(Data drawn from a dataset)
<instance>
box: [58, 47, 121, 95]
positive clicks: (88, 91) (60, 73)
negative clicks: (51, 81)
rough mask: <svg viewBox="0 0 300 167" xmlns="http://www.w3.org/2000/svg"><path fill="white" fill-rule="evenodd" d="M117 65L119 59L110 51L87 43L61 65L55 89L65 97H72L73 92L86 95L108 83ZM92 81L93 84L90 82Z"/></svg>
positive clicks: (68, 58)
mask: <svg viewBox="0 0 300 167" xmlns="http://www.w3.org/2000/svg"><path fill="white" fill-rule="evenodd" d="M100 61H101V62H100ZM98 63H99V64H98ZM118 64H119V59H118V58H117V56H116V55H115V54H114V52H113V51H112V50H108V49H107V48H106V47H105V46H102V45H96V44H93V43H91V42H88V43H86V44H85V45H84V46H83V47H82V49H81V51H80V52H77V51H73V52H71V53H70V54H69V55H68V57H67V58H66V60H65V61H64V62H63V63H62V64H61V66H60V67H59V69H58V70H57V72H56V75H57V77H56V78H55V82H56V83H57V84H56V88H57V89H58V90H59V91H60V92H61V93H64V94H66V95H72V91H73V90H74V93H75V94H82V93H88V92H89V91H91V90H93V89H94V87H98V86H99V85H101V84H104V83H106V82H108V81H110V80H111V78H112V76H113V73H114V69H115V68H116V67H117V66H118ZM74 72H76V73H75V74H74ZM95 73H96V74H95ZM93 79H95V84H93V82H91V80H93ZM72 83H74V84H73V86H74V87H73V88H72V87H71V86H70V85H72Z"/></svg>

**Instructions for the task**. Reproduce all of the data above line for line, without changing anything.

**Output for this exercise**.
<instance>
box: [58, 47, 121, 95]
positive clicks: (88, 91) (60, 73)
negative clicks: (51, 81)
rough mask: <svg viewBox="0 0 300 167" xmlns="http://www.w3.org/2000/svg"><path fill="white" fill-rule="evenodd" d="M117 65L119 59L110 51L87 43L61 65L55 89L65 97H72L73 92L86 95L108 83ZM92 81L93 84L90 82Z"/></svg>
positive clicks: (68, 58)
mask: <svg viewBox="0 0 300 167" xmlns="http://www.w3.org/2000/svg"><path fill="white" fill-rule="evenodd" d="M100 61H101V62H100ZM98 63H99V64H98ZM118 64H119V59H118V58H117V56H116V55H115V54H114V52H113V51H112V50H108V49H107V48H106V47H105V46H102V45H96V44H93V43H91V42H88V43H86V44H85V45H84V46H83V47H82V49H81V51H80V52H77V51H73V52H71V53H70V54H69V55H68V57H67V58H66V60H65V61H64V62H63V63H62V64H61V66H60V67H59V69H58V70H57V72H56V75H57V77H56V78H55V82H56V83H57V84H56V88H57V89H58V90H59V91H60V92H61V93H64V94H66V95H72V91H73V90H74V93H75V94H82V93H88V92H89V91H91V90H93V89H94V87H98V86H99V85H101V84H104V83H106V82H108V81H110V80H111V78H112V76H113V73H114V69H115V68H116V67H117V66H118ZM74 72H76V73H75V74H74ZM95 73H96V74H95ZM93 79H95V84H93V82H91V80H93ZM72 83H74V84H73V86H74V87H73V88H72V87H71V86H70V85H72Z"/></svg>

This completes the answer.